_SET PROBLEM_.
Return the lines beginning at the one that contains "the red bunting flag" and continuing to the end of the entries, including both ends, exactly as written and nothing else.

Coordinate annotation records:
◇ ◇ ◇

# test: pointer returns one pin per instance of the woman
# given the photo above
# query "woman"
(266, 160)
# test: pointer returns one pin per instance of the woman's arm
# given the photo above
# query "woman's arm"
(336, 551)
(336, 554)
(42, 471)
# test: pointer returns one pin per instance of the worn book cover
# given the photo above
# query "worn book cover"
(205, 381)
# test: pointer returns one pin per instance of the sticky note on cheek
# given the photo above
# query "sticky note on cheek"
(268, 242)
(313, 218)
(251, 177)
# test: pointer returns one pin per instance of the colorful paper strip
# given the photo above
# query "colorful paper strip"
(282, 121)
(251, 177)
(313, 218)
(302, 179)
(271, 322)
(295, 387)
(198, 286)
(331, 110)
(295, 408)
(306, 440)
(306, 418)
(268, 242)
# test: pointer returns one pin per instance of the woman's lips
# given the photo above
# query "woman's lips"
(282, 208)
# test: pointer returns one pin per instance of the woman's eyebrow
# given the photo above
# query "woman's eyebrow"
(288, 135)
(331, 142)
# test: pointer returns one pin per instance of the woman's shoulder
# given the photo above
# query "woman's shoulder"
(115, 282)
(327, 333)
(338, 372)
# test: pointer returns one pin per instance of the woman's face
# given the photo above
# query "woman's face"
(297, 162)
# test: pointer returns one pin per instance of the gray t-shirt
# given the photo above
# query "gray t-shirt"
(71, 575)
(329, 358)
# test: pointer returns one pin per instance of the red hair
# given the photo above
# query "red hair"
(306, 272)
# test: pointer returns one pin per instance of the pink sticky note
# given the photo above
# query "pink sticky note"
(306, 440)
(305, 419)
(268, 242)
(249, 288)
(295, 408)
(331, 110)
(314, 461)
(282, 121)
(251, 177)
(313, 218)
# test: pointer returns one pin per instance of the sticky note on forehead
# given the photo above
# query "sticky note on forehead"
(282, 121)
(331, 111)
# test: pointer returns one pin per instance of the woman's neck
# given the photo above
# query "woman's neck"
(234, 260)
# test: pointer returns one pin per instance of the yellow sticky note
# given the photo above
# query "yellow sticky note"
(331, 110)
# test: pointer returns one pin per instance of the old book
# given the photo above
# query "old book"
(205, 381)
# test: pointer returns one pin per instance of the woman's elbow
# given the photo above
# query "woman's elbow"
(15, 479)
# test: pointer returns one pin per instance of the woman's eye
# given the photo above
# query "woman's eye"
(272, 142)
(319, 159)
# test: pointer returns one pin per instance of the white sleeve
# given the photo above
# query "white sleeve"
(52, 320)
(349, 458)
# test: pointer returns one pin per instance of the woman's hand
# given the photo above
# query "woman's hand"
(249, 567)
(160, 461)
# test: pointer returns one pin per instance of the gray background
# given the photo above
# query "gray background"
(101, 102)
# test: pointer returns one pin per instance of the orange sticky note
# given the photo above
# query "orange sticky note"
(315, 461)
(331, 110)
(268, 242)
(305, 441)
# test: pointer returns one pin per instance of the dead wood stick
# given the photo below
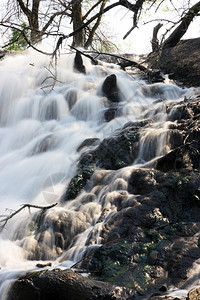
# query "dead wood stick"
(5, 220)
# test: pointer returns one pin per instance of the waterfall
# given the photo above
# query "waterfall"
(46, 113)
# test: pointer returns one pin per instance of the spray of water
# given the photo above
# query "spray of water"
(46, 113)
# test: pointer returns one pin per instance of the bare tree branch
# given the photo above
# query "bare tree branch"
(5, 219)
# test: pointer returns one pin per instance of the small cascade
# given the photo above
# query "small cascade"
(87, 131)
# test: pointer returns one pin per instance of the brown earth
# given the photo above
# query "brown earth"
(181, 62)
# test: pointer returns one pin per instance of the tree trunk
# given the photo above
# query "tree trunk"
(62, 285)
(78, 38)
(94, 28)
(177, 34)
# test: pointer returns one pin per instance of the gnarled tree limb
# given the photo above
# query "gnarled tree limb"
(5, 219)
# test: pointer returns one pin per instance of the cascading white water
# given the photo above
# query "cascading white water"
(43, 122)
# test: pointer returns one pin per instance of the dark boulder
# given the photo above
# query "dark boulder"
(88, 142)
(110, 88)
(186, 156)
(62, 285)
(71, 97)
(78, 182)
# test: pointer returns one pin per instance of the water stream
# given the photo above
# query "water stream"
(43, 122)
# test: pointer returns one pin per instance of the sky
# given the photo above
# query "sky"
(118, 21)
(139, 41)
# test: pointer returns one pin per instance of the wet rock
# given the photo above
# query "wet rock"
(87, 143)
(64, 285)
(78, 182)
(71, 97)
(116, 152)
(186, 156)
(78, 63)
(194, 294)
(111, 113)
(110, 88)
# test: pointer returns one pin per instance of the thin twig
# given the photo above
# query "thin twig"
(7, 218)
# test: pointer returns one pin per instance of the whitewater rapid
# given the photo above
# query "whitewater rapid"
(41, 128)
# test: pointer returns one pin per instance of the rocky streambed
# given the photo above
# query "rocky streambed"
(151, 243)
(136, 195)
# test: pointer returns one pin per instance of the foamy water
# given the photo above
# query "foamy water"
(43, 121)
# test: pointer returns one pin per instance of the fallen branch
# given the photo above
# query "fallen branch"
(4, 221)
(95, 62)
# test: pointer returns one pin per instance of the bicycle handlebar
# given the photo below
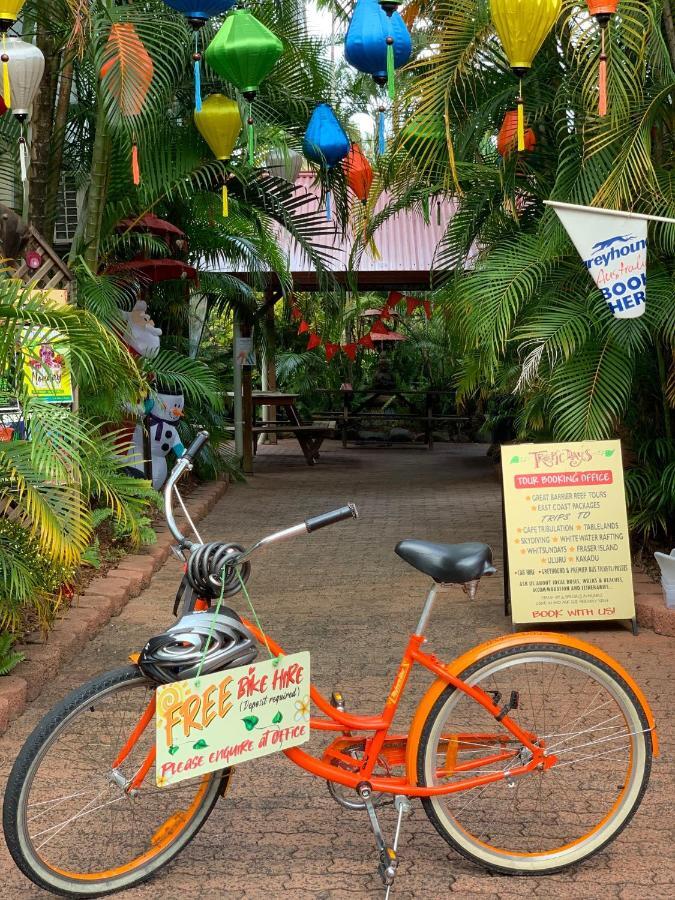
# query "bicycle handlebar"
(307, 527)
(335, 515)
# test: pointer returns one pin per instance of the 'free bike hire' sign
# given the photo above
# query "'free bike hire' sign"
(567, 532)
(220, 720)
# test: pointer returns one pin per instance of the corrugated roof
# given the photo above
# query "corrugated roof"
(405, 246)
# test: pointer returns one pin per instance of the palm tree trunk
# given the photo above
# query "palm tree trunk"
(41, 128)
(58, 141)
(100, 163)
(669, 28)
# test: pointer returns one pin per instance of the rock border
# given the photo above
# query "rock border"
(103, 598)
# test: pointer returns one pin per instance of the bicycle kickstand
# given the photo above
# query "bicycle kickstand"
(388, 858)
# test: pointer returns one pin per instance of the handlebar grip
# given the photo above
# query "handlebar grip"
(193, 450)
(330, 518)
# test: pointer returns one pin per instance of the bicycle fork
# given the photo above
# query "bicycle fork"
(387, 855)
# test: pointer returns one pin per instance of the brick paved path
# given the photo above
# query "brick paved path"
(343, 594)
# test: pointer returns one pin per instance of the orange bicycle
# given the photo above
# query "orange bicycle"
(530, 752)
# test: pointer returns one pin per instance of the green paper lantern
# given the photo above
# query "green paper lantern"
(244, 52)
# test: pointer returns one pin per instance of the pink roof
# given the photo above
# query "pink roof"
(405, 245)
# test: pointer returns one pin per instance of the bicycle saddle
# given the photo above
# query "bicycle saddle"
(448, 563)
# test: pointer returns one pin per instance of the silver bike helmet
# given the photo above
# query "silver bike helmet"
(176, 654)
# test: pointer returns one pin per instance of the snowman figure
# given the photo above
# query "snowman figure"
(163, 412)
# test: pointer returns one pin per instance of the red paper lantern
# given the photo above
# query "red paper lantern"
(508, 135)
(359, 172)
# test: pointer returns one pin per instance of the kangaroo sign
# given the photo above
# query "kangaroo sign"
(613, 246)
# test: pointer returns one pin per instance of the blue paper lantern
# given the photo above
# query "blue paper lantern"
(198, 11)
(371, 32)
(325, 141)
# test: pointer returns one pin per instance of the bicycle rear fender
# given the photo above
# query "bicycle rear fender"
(511, 640)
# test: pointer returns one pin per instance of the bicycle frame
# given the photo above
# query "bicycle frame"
(335, 720)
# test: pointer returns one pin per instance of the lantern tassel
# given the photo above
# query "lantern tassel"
(251, 137)
(6, 90)
(198, 87)
(23, 158)
(602, 79)
(135, 168)
(391, 84)
(521, 119)
(425, 209)
(198, 75)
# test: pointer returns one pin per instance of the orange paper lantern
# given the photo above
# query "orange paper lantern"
(359, 172)
(603, 10)
(507, 138)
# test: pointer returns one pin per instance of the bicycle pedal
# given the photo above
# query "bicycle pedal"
(387, 866)
(337, 700)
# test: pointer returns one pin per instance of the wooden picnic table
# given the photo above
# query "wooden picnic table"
(309, 436)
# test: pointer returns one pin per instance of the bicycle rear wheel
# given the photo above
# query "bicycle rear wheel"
(543, 821)
(69, 823)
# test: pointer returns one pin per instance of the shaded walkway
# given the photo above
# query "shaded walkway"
(342, 594)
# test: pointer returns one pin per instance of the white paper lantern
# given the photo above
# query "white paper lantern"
(26, 66)
(284, 164)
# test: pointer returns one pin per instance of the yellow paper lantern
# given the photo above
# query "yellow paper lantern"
(522, 26)
(219, 123)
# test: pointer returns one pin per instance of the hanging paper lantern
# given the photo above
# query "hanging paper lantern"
(522, 26)
(602, 10)
(244, 52)
(9, 13)
(126, 73)
(25, 66)
(359, 172)
(219, 123)
(284, 164)
(197, 12)
(376, 44)
(507, 137)
(325, 141)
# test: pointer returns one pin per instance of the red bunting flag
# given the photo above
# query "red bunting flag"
(411, 304)
(379, 328)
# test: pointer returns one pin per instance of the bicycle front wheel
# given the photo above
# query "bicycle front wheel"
(543, 821)
(70, 823)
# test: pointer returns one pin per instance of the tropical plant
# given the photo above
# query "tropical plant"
(523, 313)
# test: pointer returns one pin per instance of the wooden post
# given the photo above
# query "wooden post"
(247, 409)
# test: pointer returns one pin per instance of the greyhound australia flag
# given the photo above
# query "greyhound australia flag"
(613, 246)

◇ ◇ ◇

_TASK OUTPUT_.
# test: pointer returns one pin per instance of the red bunting flag
# given the photo above
# query "red bunting flag"
(411, 304)
(379, 328)
# test: pointer returns one pin per instance of the bicycle front wheel
# given the photo above
# query "bicycle front wheel"
(543, 821)
(70, 823)
# test: pointer returns one pin per instance of the tropical plant
# given the photo above
# query "tropical plant"
(523, 313)
# test: pointer returns one pin per instance of the wooden post
# given the photo above
# query "wooden post"
(247, 409)
# test: pointer returns one pin per instance of the greyhound australia flag
# given the photo above
# query "greyhound australia flag"
(613, 246)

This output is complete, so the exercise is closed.